Provided records below:

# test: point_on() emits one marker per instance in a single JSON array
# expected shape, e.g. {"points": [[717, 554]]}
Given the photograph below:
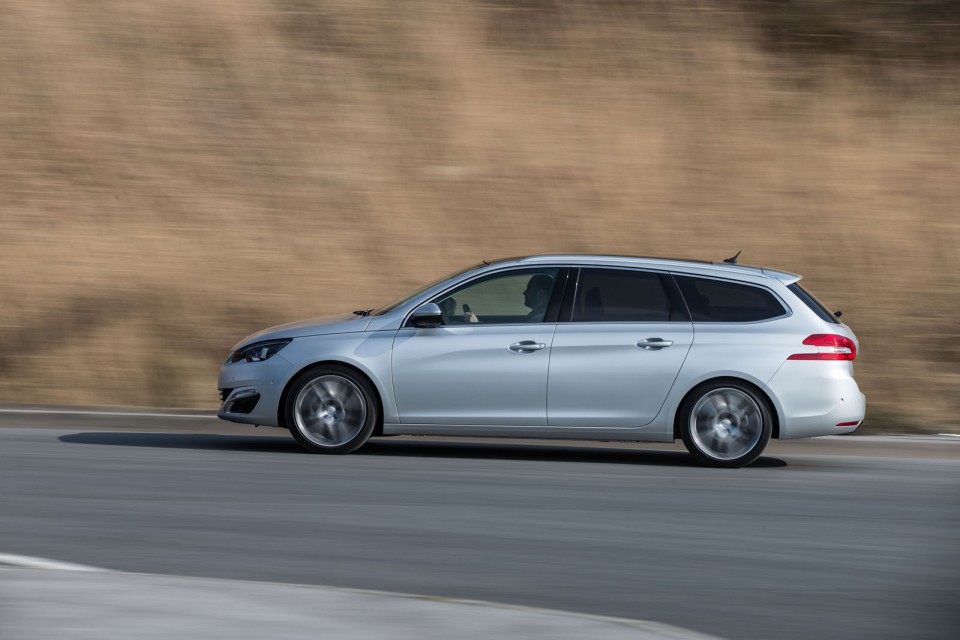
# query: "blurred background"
{"points": [[176, 175]]}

End of Provided records.

The task calls for repeating each line above exactly while excluding the pictures.

Answer section:
# test: point_on() emits one marker per instance in a single JSON array
# expected shape, e.g. {"points": [[717, 554]]}
Given the photograph below:
# query: "blurred background"
{"points": [[176, 175]]}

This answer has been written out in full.